### WHAT THE TASK REQUIRES
Rewrite the items below as a Markdown table with two columns, "Row" and "Line". Put each nonblank line in its own numbered row, keeping the original order.

Pointing and labeling items
......

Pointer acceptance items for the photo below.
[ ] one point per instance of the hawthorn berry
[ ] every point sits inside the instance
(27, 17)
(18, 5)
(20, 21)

......

### WRITTEN RESPONSE
| Row | Line |
|---|---|
| 1 | Pointer acceptance items for the photo below. |
| 2 | [ ] one point per instance of the hawthorn berry |
| 3 | [ ] every point sits inside the instance |
| 4 | (27, 17) |
| 5 | (18, 5) |
| 6 | (20, 21) |